‘Practical Guide’ for NOACs Gets an Update

Writers on the new document stress that its aim is not to replace formal guidelines, but to help physicians in the correct use of the drugs.

‘Practical Guide’ for NOACs Gets an Update

Clinicians continue to grow more comfortable deploying the non-vitamin K antagonist oral anticoagulants (NOACs), but there are lingering areas of uncertainty when it comes to specific situations encountered in daily practice. That’s where a practical guide from the European Heart Rhythm Association (EHRA), a branch of the European Society of Cardiology, comes in.

First published in 2013 and updated in 2015, the guide—focusing on patients with A-fib—has been revamped yet again to keep pace with accumulating experience and data in the area. The refreshed document was discussed yesterday at the EHRA Congress in Barcelona, Spain, and published simultaneously online in the European Heart Journal.

EXERCISES:
1 – Summarize the article on the NOAC guide update in two sentences.
2 – Turn the paragraph of the article on the NOAC guide update that begins "First published in 2013" into a bulleted list that keeps its main facts.
3 – Write the next paragraph of the article on the NOAC guide update, picking up after its final sentence.
The items further down come from a different source than the article on the NOAC guide update.

DATASET EXTRACT:
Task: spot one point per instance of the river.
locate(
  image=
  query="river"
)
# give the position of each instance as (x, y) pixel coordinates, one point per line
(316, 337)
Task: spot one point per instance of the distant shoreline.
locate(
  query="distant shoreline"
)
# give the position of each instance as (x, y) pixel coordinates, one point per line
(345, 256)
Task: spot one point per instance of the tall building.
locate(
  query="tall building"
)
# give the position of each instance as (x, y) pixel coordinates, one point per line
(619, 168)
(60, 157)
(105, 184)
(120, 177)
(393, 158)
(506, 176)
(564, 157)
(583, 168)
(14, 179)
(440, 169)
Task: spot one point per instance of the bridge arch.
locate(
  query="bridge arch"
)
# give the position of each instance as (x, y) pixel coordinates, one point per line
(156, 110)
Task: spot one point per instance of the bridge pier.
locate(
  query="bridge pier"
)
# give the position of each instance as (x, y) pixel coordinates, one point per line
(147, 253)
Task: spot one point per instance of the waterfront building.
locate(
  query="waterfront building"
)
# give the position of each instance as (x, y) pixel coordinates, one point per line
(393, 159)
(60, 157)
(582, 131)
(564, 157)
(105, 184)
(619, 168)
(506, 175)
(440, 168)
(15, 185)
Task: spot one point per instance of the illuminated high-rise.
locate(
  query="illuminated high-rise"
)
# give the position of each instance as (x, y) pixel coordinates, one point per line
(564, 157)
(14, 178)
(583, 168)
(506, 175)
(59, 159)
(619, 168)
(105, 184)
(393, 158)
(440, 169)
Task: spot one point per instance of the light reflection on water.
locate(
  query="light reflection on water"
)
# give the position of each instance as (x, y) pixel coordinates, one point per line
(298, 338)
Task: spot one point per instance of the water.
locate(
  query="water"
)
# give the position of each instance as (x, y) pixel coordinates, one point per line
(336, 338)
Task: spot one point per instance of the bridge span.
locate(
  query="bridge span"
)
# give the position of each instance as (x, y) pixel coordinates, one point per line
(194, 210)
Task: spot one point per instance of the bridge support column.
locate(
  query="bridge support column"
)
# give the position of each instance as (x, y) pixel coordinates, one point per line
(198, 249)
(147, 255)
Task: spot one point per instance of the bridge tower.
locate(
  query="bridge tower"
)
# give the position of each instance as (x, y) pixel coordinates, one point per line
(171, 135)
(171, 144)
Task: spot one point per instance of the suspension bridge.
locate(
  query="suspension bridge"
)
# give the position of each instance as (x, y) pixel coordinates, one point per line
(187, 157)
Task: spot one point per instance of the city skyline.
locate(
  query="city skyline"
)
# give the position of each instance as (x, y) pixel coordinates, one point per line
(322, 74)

RESULTS BY TASK:
1 – The European Heart Rhythm Association has again revamped its practical guide on non-vitamin K antagonist oral anticoagulants (NOACs) for patients with A-fib, which was first published in 2013 and updated in 2015, to keep pace with accumulating experience and data. The guide aims to help physicians use the drugs correctly rather than replace formal guidelines, and the refreshed document was discussed at the EHRA Congress in Barcelona, Spain, and published simultaneously online in the European Heart Journal.

2 –
- First published in 2013 and updated in 2015
- Focuses on patients with A-fib
- Revamped again to keep pace with accumulating experience and data
- Discussed at the EHRA Congress in Barcelona, Spain
- Published simultaneously online in the European Heart Journal

3 –
The NOACs, which include the direct thrombin inhibitor dabigatran (Pradaxa; Boehringer Ingelheim) and the direct factor Xa inhibitors rivaroxaban (Xarelto; Bayer/Janssen), apixaban (Eliquis; Bristol-Myers Squibb), and edoxaban (Savaysa; Daiichi Sankyo), have been shown to be at least as safe and effective as vitamin K antagonists (VKAs) like warfarin, but the newer agents come with the advantages of not requiring routine coagulation monitoring and having fewer food and drug interactions.

Although the latest European A-fib guideline recommends a preference for NOACs over VKAs when oral anticoagulation is being started in patients with A-fib who are eligible for NOAC therapy, it does not cover numerous specific clinical situations. Moreover, the summaries of product characteristics provided with each drug are limited in the information they can convey.

The EHRA’s practical guide, whose latest iteration was drafted by a committee led by Jan Steffel, MD (University Heart Center Zurich, Switzerland), aims to fill that gap. The updated document contains discussions and recommendations grouped together into 20 topics, up from 15 in the 2015 version.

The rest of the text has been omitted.